Count the lines of the records that contain the string "drawer", treating case as significant. Give only the number.

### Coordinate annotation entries
►
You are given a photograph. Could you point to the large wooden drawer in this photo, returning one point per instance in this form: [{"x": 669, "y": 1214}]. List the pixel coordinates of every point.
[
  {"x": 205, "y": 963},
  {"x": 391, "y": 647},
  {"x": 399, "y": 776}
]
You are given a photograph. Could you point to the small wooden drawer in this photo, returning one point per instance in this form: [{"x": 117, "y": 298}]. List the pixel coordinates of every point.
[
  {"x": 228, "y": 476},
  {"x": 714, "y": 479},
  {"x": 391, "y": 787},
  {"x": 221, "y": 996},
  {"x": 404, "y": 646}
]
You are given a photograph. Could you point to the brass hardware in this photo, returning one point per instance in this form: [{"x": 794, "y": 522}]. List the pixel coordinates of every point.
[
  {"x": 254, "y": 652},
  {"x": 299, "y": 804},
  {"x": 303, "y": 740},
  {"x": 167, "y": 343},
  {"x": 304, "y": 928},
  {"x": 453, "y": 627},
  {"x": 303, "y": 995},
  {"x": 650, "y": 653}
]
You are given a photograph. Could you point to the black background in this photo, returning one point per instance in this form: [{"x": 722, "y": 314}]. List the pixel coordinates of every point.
◄
►
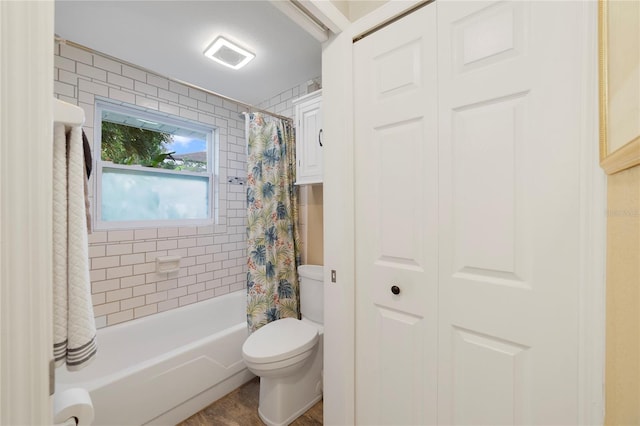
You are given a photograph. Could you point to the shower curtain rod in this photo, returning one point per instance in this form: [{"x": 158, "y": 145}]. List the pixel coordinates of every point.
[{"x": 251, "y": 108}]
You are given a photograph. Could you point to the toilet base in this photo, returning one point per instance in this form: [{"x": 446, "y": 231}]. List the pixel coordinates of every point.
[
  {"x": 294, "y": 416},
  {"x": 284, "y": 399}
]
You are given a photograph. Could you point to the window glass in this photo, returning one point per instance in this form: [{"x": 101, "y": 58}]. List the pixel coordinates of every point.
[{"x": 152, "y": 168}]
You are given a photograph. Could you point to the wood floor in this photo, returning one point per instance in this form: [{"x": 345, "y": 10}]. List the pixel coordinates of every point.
◄
►
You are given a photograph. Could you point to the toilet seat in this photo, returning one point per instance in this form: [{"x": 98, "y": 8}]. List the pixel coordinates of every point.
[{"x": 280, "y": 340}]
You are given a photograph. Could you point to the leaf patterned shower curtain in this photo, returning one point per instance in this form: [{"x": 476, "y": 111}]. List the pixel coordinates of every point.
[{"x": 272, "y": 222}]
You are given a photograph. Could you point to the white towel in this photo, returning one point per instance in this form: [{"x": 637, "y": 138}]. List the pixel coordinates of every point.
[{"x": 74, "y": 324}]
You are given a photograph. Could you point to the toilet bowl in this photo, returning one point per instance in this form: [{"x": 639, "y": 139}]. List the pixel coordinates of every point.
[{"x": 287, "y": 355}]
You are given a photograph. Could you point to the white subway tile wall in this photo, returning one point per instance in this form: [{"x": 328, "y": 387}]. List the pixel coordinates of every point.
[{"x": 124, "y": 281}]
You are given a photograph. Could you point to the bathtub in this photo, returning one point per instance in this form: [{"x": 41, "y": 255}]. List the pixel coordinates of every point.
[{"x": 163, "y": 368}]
◄
### Answer
2